• Passage:
Boris Johnson’s ignominious end: the difference between ‘big tent’ politics and personalised populism
Following an excruciating few days when many of his colleagues left his cabinet over yet another scandal, Boris Johnson finally resigned on July 7 as leader of the Conservative party. As the UK is a parliamentary democracy, he continues as caretaker prime minister while the contest that will produce his replacement plays out. This situation has caused only more confusion and hiatus.
In a characteristic sorry-not-sorry speech, Johnson made clear that the problem was not him or his policies, but rather that his own party had decided to move in another direction. The “herd” had decided to find a new leader, leaving the PM colleagueless and friendless in front of No. 10.
Johnson’s departure will mark the end of yet another tumultuous, chaotic period of British politics. The question remains, however, how did one of the most successful politicians of recent years go from winning a huge electoral majority in 2019 to being forced into resigning less than three years later?
For some, the answer is obvious. Johnson attracted accusations of scandal, impropriety and incompetence in much the same way that Donald Trump attracts accusations of arrogance, misogyny and obnoxiousness. The justification for this view is obvious, given their personalities and past performances.
Granted, even the most cynical commentator would be hard-pressed to imagine the inventiveness of the ways in which Johnson offended everyday opinion. From a scandal over wallpaper, being fined by police for breaking his own lockdown rules and, finally, treating with indifference serious accusations of sexual misconduct against a member of his government, the charge sheet is long and novel, at least in British politics. Multiple quasi-apologies and half-hearted mea culpas have provided grist to the mill.

• Task instructions:
Transcribe the article about Boris Johnson's resignation between "Granted, even the" and "to the mill.", inclusive. Draw only on the article about Boris Johnson's resignation.

• Given records:

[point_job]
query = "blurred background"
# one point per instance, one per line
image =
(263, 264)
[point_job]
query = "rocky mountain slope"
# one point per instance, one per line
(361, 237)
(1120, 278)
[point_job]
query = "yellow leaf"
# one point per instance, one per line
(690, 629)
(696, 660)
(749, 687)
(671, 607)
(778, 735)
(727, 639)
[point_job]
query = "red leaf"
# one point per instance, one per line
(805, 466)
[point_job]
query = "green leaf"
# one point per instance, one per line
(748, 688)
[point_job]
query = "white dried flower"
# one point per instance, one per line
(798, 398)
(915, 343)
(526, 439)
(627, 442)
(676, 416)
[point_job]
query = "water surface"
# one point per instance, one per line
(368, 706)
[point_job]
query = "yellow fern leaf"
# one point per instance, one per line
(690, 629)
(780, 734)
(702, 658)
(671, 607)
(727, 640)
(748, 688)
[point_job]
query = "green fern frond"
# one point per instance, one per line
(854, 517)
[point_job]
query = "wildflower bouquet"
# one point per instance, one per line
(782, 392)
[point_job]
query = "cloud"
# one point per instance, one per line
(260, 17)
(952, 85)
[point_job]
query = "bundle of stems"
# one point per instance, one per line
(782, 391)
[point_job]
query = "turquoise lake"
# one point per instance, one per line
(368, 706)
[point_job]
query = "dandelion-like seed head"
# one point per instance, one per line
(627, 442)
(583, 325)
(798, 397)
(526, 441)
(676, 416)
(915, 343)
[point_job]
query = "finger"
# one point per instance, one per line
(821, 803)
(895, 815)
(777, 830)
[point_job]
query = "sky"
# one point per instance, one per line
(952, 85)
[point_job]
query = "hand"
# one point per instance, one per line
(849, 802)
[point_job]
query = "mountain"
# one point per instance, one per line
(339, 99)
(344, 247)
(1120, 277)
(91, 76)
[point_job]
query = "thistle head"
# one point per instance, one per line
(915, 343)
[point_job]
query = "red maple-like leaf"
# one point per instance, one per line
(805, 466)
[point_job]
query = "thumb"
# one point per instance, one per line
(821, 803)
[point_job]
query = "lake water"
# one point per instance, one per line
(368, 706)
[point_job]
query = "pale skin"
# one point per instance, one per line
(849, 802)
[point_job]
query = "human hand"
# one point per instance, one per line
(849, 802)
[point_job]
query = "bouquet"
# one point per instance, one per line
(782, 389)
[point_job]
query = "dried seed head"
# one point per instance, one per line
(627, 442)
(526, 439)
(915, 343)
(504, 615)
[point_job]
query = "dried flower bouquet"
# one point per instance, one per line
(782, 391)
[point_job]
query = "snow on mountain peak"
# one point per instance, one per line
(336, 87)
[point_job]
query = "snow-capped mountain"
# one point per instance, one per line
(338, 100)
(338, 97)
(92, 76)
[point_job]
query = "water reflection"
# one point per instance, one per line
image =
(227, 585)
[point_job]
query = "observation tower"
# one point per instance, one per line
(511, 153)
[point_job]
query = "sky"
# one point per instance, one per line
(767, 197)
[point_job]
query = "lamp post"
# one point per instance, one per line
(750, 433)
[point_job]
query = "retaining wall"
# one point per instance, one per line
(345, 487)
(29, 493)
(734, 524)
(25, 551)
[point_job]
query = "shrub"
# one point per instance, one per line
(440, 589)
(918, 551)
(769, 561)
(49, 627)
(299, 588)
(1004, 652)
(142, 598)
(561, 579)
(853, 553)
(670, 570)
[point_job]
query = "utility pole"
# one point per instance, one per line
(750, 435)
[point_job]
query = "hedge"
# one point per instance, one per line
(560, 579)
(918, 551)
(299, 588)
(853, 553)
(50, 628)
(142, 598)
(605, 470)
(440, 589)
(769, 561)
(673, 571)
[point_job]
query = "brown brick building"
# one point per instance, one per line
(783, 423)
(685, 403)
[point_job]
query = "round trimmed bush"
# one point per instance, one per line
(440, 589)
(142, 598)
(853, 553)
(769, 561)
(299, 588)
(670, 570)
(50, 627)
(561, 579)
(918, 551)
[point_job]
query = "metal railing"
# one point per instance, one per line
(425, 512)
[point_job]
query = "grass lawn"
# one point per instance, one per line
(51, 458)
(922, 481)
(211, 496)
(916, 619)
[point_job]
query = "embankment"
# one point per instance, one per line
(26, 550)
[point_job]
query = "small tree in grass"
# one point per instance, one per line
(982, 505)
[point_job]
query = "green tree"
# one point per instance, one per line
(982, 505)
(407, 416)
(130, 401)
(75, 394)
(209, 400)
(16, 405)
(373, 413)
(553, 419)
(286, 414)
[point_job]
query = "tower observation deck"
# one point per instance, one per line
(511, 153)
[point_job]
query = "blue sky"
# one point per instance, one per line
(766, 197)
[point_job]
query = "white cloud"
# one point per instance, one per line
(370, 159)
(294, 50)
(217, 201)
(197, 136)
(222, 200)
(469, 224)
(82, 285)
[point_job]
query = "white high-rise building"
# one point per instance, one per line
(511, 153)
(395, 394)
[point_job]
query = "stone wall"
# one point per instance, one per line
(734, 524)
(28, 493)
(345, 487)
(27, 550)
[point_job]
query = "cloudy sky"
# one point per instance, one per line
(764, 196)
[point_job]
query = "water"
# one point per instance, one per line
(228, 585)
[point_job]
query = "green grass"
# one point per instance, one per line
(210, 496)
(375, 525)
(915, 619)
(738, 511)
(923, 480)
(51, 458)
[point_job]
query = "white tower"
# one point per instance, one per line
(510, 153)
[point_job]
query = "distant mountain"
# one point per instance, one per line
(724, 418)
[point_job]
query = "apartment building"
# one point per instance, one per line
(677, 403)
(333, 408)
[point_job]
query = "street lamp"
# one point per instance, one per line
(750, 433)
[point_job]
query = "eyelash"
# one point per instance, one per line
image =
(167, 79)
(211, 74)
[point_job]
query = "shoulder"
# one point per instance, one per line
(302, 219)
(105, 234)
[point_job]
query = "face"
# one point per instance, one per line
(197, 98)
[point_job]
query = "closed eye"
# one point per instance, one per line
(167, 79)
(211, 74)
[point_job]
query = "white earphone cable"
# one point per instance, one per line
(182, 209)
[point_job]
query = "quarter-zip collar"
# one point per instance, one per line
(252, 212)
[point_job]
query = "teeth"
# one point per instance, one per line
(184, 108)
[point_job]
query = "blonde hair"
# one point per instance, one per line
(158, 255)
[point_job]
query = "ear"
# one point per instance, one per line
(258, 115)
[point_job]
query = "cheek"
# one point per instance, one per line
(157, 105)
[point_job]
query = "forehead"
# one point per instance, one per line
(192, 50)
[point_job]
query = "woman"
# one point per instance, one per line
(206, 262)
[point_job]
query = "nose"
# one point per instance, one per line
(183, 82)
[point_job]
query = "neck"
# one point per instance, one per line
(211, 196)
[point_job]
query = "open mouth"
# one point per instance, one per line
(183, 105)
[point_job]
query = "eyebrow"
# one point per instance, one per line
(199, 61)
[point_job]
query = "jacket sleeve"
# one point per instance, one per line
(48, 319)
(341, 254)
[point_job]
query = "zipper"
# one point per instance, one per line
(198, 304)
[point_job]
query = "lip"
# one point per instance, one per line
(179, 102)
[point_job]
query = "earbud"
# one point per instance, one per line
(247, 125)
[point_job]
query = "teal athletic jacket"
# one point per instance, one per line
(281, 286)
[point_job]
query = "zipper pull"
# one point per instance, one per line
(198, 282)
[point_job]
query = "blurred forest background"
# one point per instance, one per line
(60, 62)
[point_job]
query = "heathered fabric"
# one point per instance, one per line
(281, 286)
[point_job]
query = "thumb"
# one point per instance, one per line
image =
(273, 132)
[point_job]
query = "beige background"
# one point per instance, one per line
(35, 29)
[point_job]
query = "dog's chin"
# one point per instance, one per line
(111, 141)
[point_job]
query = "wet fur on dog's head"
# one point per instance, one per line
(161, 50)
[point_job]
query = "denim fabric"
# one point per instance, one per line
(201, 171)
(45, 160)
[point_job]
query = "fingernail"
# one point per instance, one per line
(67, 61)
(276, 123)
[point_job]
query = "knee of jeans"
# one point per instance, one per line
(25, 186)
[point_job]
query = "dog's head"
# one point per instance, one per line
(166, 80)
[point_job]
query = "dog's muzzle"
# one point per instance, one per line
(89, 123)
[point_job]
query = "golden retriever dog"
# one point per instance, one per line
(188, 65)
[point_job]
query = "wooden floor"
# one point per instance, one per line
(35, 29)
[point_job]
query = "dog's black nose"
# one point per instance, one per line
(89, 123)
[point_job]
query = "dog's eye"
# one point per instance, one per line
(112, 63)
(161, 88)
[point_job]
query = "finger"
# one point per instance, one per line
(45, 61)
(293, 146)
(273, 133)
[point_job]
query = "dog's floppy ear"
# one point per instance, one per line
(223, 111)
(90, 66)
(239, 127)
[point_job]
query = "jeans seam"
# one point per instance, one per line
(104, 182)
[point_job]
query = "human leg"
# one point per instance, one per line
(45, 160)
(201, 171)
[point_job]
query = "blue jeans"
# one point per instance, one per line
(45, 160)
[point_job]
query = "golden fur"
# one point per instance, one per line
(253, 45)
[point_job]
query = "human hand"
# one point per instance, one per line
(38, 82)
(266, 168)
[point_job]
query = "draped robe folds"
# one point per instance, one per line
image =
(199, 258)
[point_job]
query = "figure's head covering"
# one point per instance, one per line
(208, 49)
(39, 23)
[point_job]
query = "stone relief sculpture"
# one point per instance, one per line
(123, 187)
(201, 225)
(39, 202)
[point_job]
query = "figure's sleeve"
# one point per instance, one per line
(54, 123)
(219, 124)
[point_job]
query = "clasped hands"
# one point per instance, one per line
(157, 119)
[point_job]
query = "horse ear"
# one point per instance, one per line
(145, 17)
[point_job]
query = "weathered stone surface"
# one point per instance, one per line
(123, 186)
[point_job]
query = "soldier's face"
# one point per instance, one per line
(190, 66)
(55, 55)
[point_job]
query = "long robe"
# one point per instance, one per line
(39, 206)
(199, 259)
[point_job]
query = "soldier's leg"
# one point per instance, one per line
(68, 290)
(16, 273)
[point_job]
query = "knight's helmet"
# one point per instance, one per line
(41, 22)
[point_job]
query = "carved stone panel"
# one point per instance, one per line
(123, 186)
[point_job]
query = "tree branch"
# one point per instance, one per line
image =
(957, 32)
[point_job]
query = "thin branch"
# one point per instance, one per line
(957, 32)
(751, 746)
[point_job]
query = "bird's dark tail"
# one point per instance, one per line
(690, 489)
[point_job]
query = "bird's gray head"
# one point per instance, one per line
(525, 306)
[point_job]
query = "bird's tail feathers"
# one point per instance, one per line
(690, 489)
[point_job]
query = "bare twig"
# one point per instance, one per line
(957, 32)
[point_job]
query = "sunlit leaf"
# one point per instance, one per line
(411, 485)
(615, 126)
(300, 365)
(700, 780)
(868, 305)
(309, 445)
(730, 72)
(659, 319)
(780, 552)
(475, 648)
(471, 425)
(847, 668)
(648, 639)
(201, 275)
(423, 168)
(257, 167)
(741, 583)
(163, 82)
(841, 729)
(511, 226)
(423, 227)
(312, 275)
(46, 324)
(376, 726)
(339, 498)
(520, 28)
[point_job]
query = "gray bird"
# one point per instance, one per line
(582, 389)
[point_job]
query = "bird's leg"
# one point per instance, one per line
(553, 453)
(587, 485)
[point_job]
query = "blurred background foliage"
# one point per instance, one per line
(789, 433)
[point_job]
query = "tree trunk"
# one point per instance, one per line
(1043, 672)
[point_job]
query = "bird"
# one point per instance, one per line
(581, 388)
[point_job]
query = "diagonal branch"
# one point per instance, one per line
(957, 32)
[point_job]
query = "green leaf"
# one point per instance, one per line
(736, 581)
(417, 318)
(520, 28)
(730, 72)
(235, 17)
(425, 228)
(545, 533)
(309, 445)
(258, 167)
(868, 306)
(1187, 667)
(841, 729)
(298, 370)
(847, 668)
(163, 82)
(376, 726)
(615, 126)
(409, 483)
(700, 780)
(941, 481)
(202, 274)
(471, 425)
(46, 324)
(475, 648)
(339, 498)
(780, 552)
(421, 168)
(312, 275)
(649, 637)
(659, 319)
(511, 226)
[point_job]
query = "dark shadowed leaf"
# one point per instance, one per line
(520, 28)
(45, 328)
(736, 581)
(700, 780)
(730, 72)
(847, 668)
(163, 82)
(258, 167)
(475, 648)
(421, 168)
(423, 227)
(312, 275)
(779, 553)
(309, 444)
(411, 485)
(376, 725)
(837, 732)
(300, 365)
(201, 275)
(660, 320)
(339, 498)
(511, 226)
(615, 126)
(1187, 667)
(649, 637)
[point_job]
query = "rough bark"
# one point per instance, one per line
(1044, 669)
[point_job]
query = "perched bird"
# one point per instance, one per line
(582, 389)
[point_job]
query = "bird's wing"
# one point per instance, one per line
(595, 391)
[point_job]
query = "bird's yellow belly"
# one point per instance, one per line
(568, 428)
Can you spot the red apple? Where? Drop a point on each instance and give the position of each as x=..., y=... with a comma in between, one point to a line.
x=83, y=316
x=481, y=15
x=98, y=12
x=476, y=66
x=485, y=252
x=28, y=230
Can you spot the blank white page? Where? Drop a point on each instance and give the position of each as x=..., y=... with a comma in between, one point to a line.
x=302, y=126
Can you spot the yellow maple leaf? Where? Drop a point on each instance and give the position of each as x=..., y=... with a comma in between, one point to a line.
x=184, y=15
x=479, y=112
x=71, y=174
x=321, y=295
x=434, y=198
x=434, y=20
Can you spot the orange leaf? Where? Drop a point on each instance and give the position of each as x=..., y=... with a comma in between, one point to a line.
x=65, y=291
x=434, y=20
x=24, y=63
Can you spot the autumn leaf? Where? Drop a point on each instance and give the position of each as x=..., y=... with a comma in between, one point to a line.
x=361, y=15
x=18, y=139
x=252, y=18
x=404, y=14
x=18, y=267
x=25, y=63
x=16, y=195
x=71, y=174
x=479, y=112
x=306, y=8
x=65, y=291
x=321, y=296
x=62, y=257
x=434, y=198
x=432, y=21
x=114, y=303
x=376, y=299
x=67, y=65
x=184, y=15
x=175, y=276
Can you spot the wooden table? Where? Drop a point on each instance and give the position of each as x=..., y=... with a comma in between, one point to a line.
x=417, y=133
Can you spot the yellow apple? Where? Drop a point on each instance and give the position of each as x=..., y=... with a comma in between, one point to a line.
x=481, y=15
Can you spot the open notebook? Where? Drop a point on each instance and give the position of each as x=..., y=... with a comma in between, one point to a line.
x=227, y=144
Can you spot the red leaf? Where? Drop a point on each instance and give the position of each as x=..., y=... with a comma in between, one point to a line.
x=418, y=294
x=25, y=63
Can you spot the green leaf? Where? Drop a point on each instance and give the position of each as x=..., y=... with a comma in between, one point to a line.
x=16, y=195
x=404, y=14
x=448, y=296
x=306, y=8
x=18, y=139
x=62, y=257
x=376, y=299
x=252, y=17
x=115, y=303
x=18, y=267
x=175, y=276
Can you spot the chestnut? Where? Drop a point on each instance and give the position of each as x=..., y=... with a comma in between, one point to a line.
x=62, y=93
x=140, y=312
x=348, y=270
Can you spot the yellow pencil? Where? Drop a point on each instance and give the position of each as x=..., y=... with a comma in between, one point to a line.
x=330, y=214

• The solution:
Granted, even the most cynical commentator would be hard-pressed to imagine the inventiveness of the ways in which Johnson offended everyday opinion. From a scandal over wallpaper, being fined by police for breaking his own lockdown rules and, finally, treating with indifference serious accusations of sexual misconduct against a member of his government, the charge sheet is long and novel, at least in British politics. Multiple quasi-apologies and half-hearted mea culpas have provided grist to the mill.